Natural-language object grounding data:
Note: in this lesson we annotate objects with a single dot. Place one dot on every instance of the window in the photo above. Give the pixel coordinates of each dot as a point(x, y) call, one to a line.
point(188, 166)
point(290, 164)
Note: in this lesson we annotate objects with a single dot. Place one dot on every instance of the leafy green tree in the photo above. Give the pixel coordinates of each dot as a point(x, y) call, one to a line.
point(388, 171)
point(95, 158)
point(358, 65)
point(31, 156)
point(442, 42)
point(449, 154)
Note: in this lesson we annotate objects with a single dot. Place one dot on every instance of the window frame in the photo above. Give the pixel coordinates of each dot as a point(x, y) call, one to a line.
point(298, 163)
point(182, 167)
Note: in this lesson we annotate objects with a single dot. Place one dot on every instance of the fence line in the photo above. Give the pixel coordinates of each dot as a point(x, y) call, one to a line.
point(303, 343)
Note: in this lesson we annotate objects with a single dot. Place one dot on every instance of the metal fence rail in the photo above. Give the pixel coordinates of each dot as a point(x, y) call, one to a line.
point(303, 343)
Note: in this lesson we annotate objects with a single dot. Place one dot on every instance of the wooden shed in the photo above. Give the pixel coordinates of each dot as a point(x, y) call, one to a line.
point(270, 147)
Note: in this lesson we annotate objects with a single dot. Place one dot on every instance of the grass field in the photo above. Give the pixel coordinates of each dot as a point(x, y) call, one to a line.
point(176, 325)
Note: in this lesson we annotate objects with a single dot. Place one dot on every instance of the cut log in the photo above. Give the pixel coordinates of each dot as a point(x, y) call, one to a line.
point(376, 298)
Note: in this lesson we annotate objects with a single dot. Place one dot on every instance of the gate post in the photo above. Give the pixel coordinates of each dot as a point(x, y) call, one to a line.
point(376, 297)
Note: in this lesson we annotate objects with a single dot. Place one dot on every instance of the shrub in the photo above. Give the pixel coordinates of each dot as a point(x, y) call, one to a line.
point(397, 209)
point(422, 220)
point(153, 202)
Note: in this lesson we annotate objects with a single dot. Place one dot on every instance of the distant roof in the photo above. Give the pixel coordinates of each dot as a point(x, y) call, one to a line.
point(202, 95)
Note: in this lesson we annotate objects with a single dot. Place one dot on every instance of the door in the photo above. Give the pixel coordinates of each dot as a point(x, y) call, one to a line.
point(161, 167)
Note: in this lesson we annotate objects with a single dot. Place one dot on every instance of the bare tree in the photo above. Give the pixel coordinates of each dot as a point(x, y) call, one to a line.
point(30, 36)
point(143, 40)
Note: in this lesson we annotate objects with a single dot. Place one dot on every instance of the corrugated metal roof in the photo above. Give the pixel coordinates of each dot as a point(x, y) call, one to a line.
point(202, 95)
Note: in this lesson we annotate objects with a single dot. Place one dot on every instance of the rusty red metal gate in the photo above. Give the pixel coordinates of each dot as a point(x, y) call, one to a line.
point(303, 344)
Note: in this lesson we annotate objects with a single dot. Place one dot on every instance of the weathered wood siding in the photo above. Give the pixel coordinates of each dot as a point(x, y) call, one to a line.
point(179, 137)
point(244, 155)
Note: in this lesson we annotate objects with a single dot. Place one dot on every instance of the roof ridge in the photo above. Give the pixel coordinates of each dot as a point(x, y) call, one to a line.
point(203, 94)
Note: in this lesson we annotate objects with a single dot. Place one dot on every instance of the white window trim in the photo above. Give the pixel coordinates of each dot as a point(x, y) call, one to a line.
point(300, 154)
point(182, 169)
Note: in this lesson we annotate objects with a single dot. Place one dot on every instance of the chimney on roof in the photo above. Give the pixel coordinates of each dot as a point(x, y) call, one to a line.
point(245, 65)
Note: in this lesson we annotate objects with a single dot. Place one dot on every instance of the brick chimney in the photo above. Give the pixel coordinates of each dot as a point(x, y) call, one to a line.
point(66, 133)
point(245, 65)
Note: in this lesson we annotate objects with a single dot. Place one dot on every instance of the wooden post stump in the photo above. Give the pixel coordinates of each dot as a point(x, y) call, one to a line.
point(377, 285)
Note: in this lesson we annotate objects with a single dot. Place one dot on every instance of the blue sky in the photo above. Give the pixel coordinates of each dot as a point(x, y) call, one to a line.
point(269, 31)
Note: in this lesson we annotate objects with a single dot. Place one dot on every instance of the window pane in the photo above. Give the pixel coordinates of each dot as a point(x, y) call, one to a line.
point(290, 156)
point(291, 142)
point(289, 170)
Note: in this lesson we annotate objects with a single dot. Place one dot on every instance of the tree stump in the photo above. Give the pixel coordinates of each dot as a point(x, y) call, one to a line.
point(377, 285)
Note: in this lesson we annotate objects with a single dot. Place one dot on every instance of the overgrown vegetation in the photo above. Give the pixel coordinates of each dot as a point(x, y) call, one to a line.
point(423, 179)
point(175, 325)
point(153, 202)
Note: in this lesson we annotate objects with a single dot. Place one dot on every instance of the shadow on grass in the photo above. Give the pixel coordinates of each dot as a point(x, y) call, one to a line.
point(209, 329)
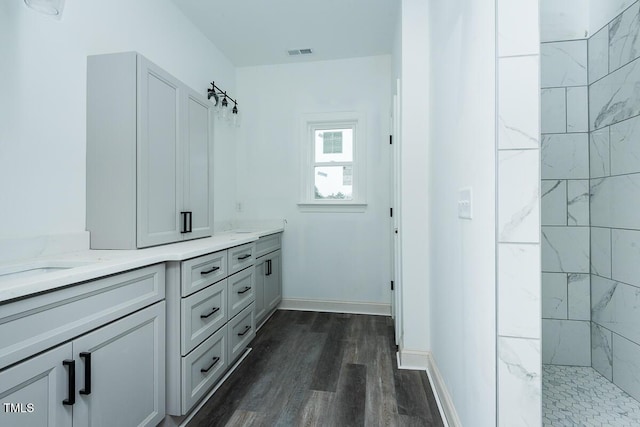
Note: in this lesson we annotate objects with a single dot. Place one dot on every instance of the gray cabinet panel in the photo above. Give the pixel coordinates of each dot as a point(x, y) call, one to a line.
point(158, 160)
point(127, 372)
point(198, 167)
point(37, 386)
point(149, 155)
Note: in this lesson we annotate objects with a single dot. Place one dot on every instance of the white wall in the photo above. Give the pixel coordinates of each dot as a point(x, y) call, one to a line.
point(43, 102)
point(415, 210)
point(329, 256)
point(461, 152)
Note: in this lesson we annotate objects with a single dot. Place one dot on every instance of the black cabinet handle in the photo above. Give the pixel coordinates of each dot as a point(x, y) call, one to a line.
point(205, 370)
point(209, 271)
point(71, 364)
point(213, 310)
point(246, 329)
point(87, 372)
point(184, 222)
point(187, 222)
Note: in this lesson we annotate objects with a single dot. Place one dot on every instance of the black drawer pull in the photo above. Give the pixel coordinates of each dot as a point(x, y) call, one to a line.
point(205, 370)
point(187, 222)
point(87, 372)
point(72, 382)
point(209, 271)
point(213, 310)
point(246, 329)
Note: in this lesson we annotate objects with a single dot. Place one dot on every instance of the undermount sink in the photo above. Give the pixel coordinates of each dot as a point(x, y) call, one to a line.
point(12, 272)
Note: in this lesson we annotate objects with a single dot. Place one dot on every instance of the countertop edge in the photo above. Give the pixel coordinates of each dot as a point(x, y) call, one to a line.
point(102, 263)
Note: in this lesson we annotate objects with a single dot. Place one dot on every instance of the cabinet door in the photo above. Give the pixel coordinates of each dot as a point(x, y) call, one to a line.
point(198, 165)
point(273, 281)
point(159, 180)
point(31, 392)
point(124, 382)
point(260, 275)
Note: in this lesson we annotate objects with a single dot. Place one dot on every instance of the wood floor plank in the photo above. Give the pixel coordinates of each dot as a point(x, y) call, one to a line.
point(381, 403)
point(350, 399)
point(352, 357)
point(327, 370)
point(317, 405)
point(244, 418)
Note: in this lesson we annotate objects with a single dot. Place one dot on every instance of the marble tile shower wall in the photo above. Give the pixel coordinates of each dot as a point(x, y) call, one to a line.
point(566, 332)
point(518, 314)
point(614, 122)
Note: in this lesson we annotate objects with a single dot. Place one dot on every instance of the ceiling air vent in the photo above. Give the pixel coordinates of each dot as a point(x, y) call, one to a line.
point(294, 52)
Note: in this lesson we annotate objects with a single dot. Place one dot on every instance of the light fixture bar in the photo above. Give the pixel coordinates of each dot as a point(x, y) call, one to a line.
point(215, 92)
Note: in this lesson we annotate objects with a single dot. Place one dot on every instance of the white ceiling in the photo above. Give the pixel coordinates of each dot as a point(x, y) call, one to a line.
point(259, 32)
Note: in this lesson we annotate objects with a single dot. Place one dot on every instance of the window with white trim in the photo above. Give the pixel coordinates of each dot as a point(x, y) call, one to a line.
point(333, 162)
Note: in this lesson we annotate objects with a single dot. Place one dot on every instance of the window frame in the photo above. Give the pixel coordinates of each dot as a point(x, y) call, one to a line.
point(329, 121)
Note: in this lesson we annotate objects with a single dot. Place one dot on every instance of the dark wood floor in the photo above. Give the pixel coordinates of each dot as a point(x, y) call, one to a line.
point(322, 369)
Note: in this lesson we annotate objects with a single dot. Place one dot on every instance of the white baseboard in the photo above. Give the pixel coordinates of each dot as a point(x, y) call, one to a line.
point(443, 398)
point(336, 306)
point(413, 359)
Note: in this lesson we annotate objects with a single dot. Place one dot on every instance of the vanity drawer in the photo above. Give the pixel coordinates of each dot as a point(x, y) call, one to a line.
point(198, 273)
point(242, 329)
point(242, 291)
point(267, 244)
point(202, 368)
point(202, 314)
point(240, 257)
point(37, 323)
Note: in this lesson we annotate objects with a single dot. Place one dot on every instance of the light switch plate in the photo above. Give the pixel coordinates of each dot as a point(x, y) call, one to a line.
point(464, 203)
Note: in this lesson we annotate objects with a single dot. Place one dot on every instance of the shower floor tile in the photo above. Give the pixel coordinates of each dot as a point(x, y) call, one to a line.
point(580, 396)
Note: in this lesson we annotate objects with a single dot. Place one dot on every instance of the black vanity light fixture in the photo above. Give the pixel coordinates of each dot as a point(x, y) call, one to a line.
point(222, 105)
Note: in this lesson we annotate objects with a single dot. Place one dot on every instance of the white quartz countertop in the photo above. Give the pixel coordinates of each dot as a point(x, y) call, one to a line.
point(92, 264)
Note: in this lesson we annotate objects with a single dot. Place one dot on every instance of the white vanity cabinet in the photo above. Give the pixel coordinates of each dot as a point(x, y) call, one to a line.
point(103, 362)
point(149, 155)
point(210, 322)
point(268, 274)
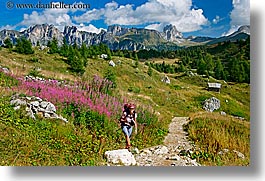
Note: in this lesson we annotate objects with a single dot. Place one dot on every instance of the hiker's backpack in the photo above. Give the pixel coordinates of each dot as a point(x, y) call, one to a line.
point(125, 112)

> **Work instructions**:
A word-for-word copy of the lines from the one with "of the shower" through the last line of the data above is required, with both end lines included and no pictures.

> **Result of the exercise**:
Note: in this lesson we annotate objects with a single dot. Place one dot on every instance of the shower floor tile in the photo above. Give the pixel coordinates of each dot as a point(x, y) call, one to a line.
point(580, 396)
Note: in this lesson we annotate objects with a single dot. Place one dot on every instance of the black vanity light fixture in the photo above. Give the pixel coordinates of each dot as a point(x, y) call, one to a line.
point(222, 105)
Note: in this lesson we annotate objects with a single dot. Place one dot on every instance of the white quartz countertop in the photo above. Give the pixel coordinates of each dot as a point(x, y) call, one to a line.
point(92, 264)
Note: in this lesson we annotate objects with a single dot. Place one dot on every instance of the white vanity cabinet in the photo above. Give the pixel coordinates of each dot as a point(x, y) call, one to a line.
point(103, 362)
point(149, 155)
point(210, 322)
point(268, 274)
Note: in this lesson we annotate objects with a single dot. Place one dot on every instance of the hiker's backpack in the photo above. Give the pixel coordinates of each dot as a point(x, y) call, one to a line.
point(125, 112)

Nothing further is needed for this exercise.